■ Given instruction: Please collect every line in the records that contains the word "blue", treating uppercase and lowercase as different.

—————

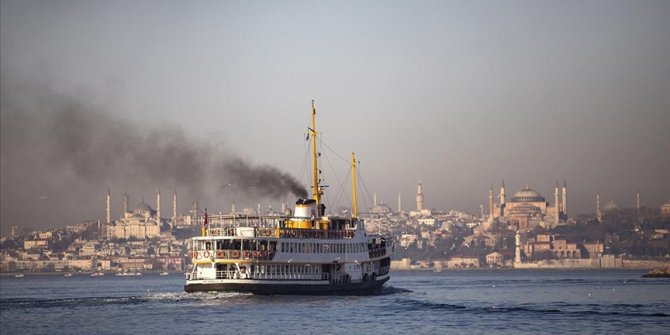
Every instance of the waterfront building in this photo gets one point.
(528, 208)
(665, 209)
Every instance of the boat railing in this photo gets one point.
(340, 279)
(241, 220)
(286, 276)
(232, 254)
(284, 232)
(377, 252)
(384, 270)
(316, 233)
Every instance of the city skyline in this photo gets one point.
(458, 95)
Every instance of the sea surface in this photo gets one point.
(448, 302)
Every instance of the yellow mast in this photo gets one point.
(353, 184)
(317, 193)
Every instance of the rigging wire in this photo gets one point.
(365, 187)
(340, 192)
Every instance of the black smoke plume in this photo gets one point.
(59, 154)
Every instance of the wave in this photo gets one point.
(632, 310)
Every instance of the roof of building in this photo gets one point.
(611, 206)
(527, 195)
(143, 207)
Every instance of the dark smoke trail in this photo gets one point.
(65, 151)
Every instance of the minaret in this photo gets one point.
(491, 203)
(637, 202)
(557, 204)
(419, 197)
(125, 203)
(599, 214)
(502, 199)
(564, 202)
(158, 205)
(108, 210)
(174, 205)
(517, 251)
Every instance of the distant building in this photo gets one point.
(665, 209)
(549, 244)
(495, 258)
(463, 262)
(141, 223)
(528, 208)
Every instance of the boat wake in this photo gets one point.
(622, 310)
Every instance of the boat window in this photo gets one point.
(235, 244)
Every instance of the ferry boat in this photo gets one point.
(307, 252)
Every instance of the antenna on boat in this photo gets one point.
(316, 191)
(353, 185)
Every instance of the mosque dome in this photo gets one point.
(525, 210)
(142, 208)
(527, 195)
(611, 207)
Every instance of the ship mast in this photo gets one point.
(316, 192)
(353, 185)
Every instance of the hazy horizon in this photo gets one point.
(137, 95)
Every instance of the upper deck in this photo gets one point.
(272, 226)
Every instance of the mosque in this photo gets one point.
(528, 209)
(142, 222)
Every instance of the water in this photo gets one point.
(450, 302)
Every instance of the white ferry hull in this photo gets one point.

—————

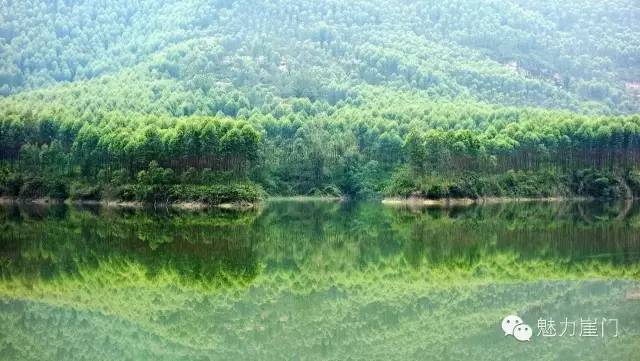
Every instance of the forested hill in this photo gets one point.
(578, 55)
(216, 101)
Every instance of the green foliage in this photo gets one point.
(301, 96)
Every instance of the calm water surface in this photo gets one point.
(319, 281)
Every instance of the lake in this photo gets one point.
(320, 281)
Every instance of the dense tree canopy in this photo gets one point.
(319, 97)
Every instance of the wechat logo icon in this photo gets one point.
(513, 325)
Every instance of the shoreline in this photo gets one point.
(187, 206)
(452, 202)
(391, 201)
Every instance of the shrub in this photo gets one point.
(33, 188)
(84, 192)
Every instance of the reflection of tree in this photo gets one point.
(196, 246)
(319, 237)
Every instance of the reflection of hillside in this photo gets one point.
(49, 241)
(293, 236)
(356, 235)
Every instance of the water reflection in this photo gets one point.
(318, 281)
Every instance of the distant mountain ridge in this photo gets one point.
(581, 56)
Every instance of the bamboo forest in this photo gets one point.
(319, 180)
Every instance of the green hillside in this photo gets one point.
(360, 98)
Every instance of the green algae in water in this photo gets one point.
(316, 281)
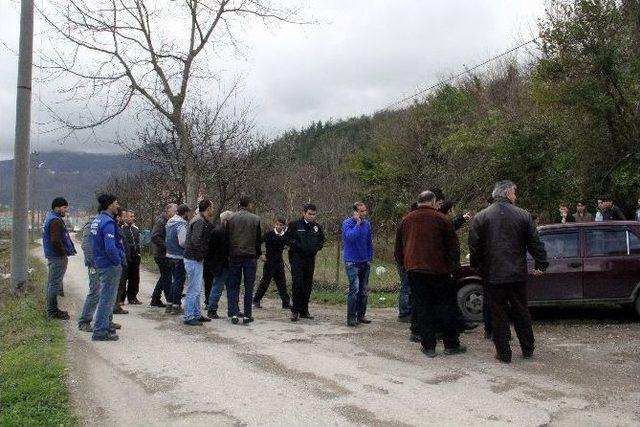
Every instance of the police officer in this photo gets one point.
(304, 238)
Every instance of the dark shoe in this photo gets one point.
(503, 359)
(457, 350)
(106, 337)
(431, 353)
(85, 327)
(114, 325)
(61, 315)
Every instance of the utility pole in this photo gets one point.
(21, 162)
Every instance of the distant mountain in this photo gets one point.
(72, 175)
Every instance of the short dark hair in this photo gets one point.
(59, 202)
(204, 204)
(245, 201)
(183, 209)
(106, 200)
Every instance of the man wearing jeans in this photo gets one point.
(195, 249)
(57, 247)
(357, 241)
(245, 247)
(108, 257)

—————

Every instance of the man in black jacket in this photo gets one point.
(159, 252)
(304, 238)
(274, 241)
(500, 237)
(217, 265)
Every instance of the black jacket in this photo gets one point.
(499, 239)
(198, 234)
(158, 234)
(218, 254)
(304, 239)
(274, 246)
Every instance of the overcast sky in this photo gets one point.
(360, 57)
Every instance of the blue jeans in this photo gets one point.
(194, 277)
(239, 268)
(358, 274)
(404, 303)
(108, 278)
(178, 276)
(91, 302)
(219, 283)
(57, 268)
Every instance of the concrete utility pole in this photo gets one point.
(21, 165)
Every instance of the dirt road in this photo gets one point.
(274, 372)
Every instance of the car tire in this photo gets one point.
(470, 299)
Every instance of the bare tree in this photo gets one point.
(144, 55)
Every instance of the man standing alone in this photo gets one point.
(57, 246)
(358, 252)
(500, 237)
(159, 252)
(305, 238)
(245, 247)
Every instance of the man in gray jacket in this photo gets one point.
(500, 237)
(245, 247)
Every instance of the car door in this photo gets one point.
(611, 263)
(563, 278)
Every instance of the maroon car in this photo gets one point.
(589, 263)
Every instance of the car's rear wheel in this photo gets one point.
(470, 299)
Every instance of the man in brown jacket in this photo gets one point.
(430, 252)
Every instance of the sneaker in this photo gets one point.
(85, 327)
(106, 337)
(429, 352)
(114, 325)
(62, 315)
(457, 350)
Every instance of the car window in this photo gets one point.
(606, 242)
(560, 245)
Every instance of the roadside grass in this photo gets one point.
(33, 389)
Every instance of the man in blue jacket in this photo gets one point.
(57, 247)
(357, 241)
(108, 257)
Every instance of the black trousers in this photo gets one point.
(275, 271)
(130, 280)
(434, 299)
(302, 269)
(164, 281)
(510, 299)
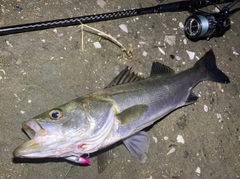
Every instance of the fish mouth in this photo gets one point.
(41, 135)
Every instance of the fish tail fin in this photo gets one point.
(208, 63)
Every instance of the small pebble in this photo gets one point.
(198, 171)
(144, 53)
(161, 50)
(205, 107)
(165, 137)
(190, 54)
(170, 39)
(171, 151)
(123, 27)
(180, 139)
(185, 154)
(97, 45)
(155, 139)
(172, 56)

—————

■ Completed exercise:
Every instance of the blue jeans in this photo gets one point.
Every instance of the man in blue jacket in this photo gets one point.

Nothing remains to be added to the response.